**Given problem:** Repeat the material word for word, from its first line through the line containing "Trace the outline of every instance of the blue", including both ends.

(Image boundary labeling items)

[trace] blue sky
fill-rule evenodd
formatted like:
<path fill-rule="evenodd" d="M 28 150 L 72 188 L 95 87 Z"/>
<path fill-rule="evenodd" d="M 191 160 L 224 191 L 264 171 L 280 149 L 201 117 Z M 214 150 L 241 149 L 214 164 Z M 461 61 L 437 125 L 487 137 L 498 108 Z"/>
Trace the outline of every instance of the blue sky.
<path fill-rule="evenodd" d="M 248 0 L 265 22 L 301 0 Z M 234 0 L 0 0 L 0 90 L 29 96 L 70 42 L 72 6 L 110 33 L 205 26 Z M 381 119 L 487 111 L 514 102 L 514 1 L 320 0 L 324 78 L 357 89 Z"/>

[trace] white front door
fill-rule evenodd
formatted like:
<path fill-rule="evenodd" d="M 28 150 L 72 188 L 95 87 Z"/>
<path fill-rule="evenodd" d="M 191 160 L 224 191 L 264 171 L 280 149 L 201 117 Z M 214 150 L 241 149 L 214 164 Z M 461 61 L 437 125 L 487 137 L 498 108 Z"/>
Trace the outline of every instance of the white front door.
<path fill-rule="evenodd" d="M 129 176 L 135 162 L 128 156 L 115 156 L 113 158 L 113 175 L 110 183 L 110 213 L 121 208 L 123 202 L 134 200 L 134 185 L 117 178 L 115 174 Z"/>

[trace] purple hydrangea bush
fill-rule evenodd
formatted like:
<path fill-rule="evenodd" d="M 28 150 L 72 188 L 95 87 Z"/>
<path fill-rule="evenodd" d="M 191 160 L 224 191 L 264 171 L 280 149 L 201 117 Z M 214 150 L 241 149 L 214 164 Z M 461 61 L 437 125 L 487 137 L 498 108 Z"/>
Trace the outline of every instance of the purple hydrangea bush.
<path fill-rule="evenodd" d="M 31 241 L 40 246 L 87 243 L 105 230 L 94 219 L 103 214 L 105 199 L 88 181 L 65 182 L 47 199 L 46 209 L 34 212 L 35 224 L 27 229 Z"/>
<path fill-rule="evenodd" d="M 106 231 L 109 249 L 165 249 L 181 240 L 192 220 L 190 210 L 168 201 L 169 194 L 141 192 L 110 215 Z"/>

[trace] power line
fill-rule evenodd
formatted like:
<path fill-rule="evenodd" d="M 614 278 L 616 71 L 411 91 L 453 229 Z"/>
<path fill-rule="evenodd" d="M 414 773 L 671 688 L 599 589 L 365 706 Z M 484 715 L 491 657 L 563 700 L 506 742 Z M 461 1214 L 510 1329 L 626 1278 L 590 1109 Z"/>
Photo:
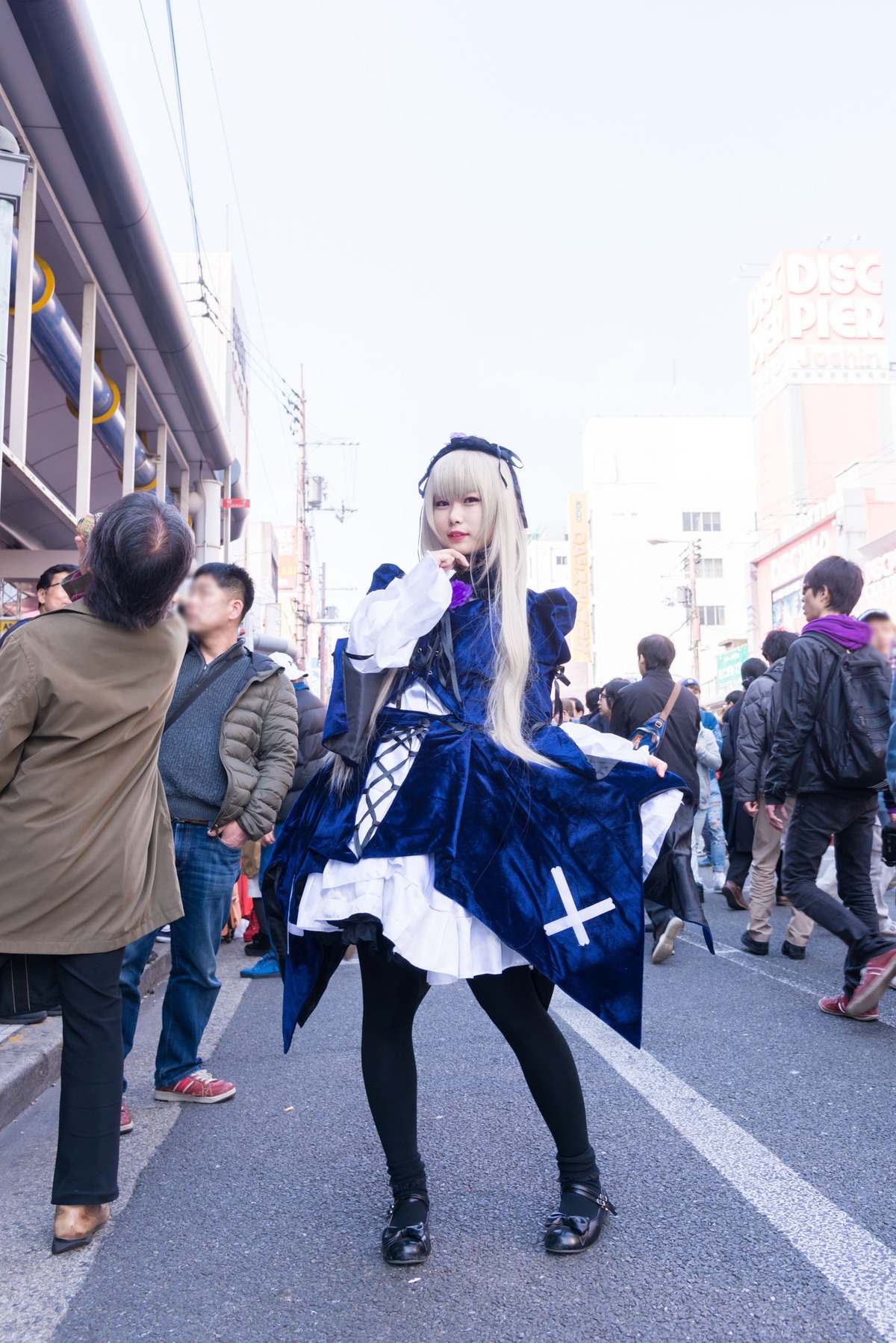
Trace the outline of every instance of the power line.
<path fill-rule="evenodd" d="M 159 78 L 159 87 L 161 90 L 161 101 L 164 102 L 164 105 L 165 105 L 165 113 L 168 114 L 168 125 L 171 126 L 171 134 L 172 134 L 173 141 L 175 141 L 175 152 L 177 154 L 177 163 L 180 164 L 180 171 L 184 175 L 184 181 L 187 181 L 187 169 L 184 168 L 184 160 L 183 160 L 183 156 L 181 156 L 181 152 L 180 152 L 180 144 L 177 141 L 177 132 L 175 130 L 175 118 L 171 114 L 171 106 L 168 103 L 168 94 L 165 93 L 165 83 L 164 83 L 164 81 L 161 78 L 161 70 L 159 67 L 159 56 L 156 55 L 156 47 L 153 44 L 153 40 L 152 40 L 152 32 L 149 31 L 149 23 L 146 21 L 146 11 L 144 9 L 144 0 L 137 0 L 137 4 L 140 5 L 140 13 L 141 13 L 141 17 L 144 20 L 144 28 L 146 30 L 146 42 L 149 43 L 149 50 L 152 52 L 152 60 L 153 60 L 153 64 L 156 67 L 156 75 Z"/>
<path fill-rule="evenodd" d="M 168 12 L 171 13 L 171 0 L 165 0 L 165 3 L 168 5 Z M 249 234 L 246 232 L 246 218 L 243 215 L 243 203 L 242 203 L 240 196 L 239 196 L 239 187 L 236 185 L 236 173 L 234 172 L 234 160 L 232 160 L 232 154 L 230 152 L 230 138 L 227 136 L 227 125 L 224 122 L 224 111 L 223 111 L 223 107 L 220 105 L 220 93 L 218 91 L 218 77 L 215 74 L 215 62 L 212 59 L 211 44 L 208 42 L 208 30 L 206 28 L 206 16 L 203 13 L 201 0 L 196 0 L 196 8 L 199 9 L 199 23 L 200 23 L 201 30 L 203 30 L 203 40 L 206 43 L 206 55 L 208 56 L 208 71 L 211 74 L 212 89 L 215 90 L 215 106 L 218 107 L 218 120 L 220 122 L 220 132 L 222 132 L 222 136 L 223 136 L 223 140 L 224 140 L 224 153 L 227 154 L 227 168 L 230 171 L 230 180 L 231 180 L 231 184 L 234 187 L 234 199 L 236 201 L 236 214 L 239 216 L 239 230 L 240 230 L 240 232 L 243 235 L 243 246 L 246 248 L 246 261 L 249 263 L 249 277 L 251 279 L 253 294 L 255 297 L 255 308 L 258 309 L 258 324 L 261 326 L 262 340 L 265 342 L 265 359 L 267 360 L 267 364 L 269 364 L 271 372 L 274 373 L 274 376 L 283 384 L 283 387 L 286 388 L 286 391 L 289 393 L 292 393 L 292 396 L 296 399 L 296 408 L 298 408 L 298 392 L 296 391 L 296 388 L 290 387 L 289 383 L 286 383 L 286 380 L 283 377 L 281 377 L 281 375 L 274 368 L 274 363 L 273 363 L 273 360 L 270 357 L 270 349 L 269 349 L 269 344 L 267 344 L 267 329 L 265 326 L 265 314 L 262 312 L 261 298 L 258 295 L 258 283 L 257 283 L 257 279 L 255 279 L 255 267 L 253 266 L 253 250 L 249 246 Z M 281 422 L 281 432 L 283 434 L 283 446 L 287 449 L 287 443 L 286 443 L 286 436 L 285 436 L 282 422 Z M 289 451 L 289 449 L 287 449 L 287 451 Z"/>

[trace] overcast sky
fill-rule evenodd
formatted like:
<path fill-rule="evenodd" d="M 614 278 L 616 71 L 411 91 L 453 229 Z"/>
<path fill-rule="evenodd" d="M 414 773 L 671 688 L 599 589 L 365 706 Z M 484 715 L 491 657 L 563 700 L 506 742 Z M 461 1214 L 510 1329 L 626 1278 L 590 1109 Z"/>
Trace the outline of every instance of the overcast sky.
<path fill-rule="evenodd" d="M 187 250 L 140 3 L 89 5 Z M 516 449 L 531 522 L 562 524 L 590 415 L 748 412 L 740 263 L 825 234 L 896 255 L 884 0 L 203 0 L 262 330 L 197 0 L 173 9 L 204 246 L 230 242 L 253 340 L 304 364 L 310 436 L 360 443 L 312 458 L 359 510 L 321 520 L 336 584 L 412 557 L 450 432 Z M 289 521 L 282 418 L 259 385 L 254 408 L 253 512 Z"/>

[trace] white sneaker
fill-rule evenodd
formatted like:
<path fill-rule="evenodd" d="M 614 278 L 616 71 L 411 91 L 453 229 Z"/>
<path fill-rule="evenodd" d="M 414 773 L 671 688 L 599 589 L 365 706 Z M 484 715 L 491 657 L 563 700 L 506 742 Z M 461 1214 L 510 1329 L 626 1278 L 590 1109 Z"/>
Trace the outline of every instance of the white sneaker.
<path fill-rule="evenodd" d="M 662 929 L 657 937 L 657 944 L 653 948 L 653 955 L 650 960 L 654 966 L 661 966 L 664 960 L 676 954 L 676 937 L 684 928 L 684 923 L 677 915 L 673 915 L 666 927 Z"/>

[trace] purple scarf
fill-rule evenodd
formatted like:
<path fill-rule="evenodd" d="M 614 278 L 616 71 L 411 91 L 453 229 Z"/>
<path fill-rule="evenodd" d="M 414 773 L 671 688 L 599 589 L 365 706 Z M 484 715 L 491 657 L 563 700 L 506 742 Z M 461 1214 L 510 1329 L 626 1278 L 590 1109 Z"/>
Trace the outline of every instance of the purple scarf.
<path fill-rule="evenodd" d="M 807 624 L 803 624 L 802 633 L 826 634 L 829 639 L 842 643 L 850 653 L 854 653 L 856 649 L 864 649 L 866 643 L 870 643 L 872 634 L 870 624 L 866 624 L 865 620 L 857 620 L 853 615 L 842 615 L 841 612 L 809 620 Z"/>

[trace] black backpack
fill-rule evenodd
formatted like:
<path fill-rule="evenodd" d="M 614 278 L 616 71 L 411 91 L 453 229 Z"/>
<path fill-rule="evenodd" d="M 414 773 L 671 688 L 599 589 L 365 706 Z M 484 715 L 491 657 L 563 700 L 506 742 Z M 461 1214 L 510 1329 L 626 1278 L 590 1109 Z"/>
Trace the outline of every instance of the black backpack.
<path fill-rule="evenodd" d="M 845 649 L 811 633 L 833 653 L 818 705 L 815 744 L 830 788 L 883 788 L 889 736 L 889 674 L 872 647 Z"/>

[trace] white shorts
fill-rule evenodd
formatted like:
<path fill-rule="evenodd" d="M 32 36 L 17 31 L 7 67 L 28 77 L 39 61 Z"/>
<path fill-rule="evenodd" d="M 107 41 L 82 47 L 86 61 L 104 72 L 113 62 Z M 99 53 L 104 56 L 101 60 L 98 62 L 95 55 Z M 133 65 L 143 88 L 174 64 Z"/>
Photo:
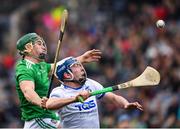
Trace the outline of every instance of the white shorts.
<path fill-rule="evenodd" d="M 60 121 L 51 118 L 35 118 L 25 121 L 24 129 L 29 128 L 60 128 Z"/>

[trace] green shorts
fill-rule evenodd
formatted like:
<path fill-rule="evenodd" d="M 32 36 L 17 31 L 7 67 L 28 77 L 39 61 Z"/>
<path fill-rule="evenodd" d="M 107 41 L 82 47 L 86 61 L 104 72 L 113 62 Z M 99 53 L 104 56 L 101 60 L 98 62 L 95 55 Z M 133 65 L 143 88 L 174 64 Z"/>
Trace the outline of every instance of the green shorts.
<path fill-rule="evenodd" d="M 35 118 L 30 121 L 25 121 L 24 129 L 27 128 L 51 128 L 56 129 L 60 127 L 60 121 L 51 118 Z"/>

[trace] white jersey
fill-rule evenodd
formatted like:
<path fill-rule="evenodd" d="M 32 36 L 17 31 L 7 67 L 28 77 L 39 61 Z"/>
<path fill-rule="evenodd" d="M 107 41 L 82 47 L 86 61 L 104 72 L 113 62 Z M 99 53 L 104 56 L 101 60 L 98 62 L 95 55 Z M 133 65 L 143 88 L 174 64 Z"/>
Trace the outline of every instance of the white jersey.
<path fill-rule="evenodd" d="M 56 87 L 50 94 L 52 98 L 69 98 L 76 96 L 83 90 L 100 90 L 103 86 L 98 82 L 88 79 L 85 84 L 79 88 L 71 88 L 61 85 Z M 84 103 L 75 102 L 64 106 L 57 112 L 61 118 L 63 128 L 100 128 L 99 115 L 96 98 L 100 99 L 104 94 L 89 97 Z"/>

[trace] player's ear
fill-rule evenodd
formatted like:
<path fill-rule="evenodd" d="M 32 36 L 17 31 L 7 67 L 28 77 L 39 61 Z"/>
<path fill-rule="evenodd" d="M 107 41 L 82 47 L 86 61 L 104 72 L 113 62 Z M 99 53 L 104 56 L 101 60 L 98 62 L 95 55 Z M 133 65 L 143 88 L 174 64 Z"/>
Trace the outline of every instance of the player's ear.
<path fill-rule="evenodd" d="M 70 79 L 71 78 L 71 74 L 68 73 L 64 73 L 64 79 Z"/>

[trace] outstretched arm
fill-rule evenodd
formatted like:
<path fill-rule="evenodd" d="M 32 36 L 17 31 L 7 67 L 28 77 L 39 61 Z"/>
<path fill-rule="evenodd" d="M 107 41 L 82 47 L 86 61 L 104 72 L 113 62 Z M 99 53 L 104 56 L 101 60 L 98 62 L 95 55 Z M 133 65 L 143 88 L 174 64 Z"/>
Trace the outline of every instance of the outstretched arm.
<path fill-rule="evenodd" d="M 83 63 L 90 63 L 90 62 L 96 62 L 99 61 L 99 59 L 101 58 L 101 54 L 102 52 L 100 50 L 97 49 L 93 49 L 93 50 L 89 50 L 87 52 L 85 52 L 84 54 L 76 57 L 76 59 Z M 54 64 L 51 64 L 51 70 L 50 72 L 52 72 L 54 68 Z"/>
<path fill-rule="evenodd" d="M 49 110 L 57 110 L 73 102 L 78 102 L 79 96 L 81 96 L 83 100 L 86 100 L 90 96 L 90 93 L 88 91 L 82 91 L 76 96 L 70 97 L 70 98 L 49 98 L 48 99 L 46 97 L 43 97 L 41 100 L 41 105 L 42 107 L 47 108 Z"/>
<path fill-rule="evenodd" d="M 89 63 L 89 62 L 95 62 L 99 61 L 101 58 L 101 51 L 97 49 L 89 50 L 85 52 L 84 54 L 76 57 L 76 59 L 81 63 Z"/>
<path fill-rule="evenodd" d="M 125 109 L 137 108 L 137 109 L 143 111 L 142 106 L 138 102 L 130 103 L 124 97 L 118 96 L 118 95 L 111 93 L 111 92 L 106 93 L 104 96 L 104 99 L 106 99 L 106 100 L 108 100 L 114 104 L 118 104 L 119 107 L 121 107 L 121 108 L 125 108 Z"/>

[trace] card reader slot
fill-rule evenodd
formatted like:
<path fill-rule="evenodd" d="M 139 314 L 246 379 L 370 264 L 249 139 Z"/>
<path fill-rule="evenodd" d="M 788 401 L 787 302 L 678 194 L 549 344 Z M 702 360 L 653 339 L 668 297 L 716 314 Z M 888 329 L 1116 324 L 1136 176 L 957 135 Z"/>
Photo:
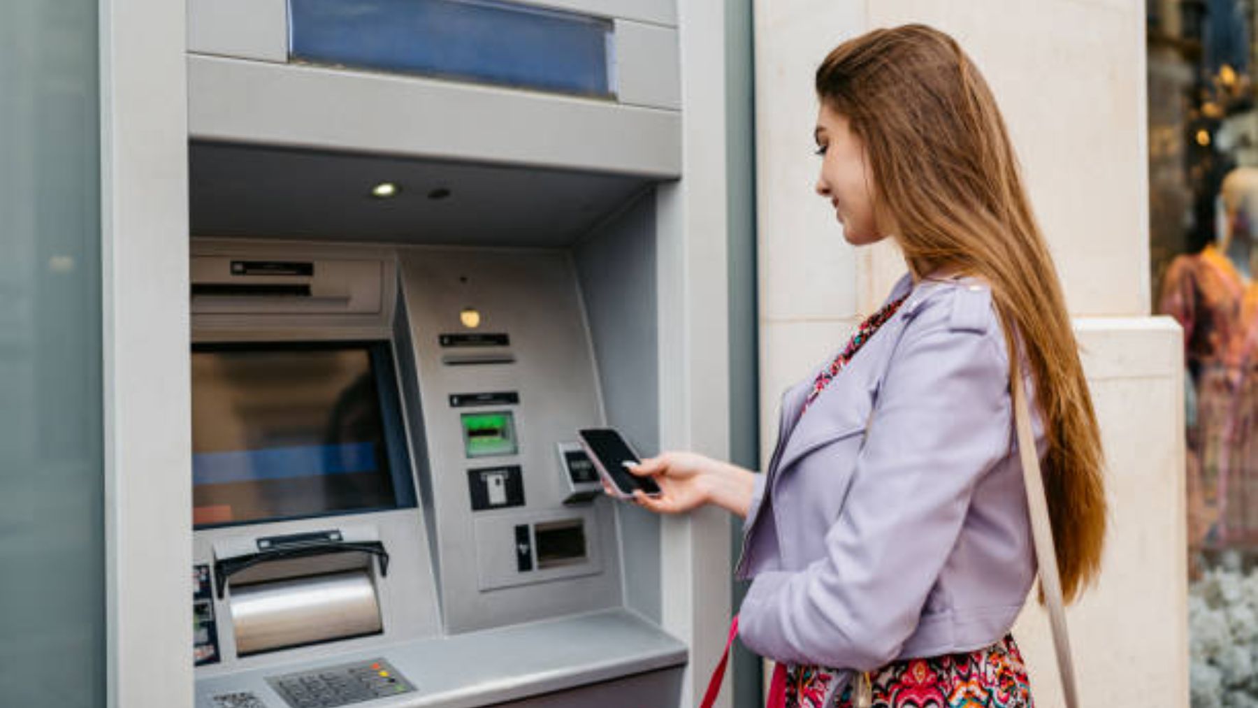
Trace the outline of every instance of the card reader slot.
<path fill-rule="evenodd" d="M 389 575 L 389 552 L 385 551 L 384 543 L 379 541 L 364 541 L 364 542 L 351 542 L 351 543 L 346 542 L 308 543 L 303 546 L 279 547 L 270 551 L 262 551 L 247 556 L 235 556 L 231 558 L 215 561 L 214 562 L 215 594 L 218 599 L 221 600 L 223 592 L 226 590 L 228 580 L 233 575 L 237 575 L 252 567 L 257 567 L 262 563 L 288 561 L 293 558 L 309 558 L 328 553 L 367 553 L 375 556 L 376 563 L 379 563 L 380 567 L 380 576 L 385 577 Z"/>
<path fill-rule="evenodd" d="M 489 363 L 515 363 L 515 362 L 516 362 L 516 355 L 511 352 L 442 356 L 442 363 L 444 363 L 445 366 L 483 366 Z"/>

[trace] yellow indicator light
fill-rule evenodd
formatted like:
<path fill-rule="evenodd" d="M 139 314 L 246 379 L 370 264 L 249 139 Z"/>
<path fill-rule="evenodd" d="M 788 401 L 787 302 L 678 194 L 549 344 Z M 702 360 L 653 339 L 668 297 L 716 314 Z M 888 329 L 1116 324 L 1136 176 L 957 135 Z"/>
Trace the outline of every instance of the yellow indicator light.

**Solution for this task:**
[trace] blue sky
fill-rule evenodd
formatted like:
<path fill-rule="evenodd" d="M 28 150 L 72 188 L 95 87 Z"/>
<path fill-rule="evenodd" d="M 191 160 L 224 191 L 264 171 L 280 149 L 201 117 Z M 214 150 L 241 149 L 214 164 Z M 461 61 L 437 125 L 487 137 L 498 108 Z"/>
Trace the outline of every instance of the blue sky.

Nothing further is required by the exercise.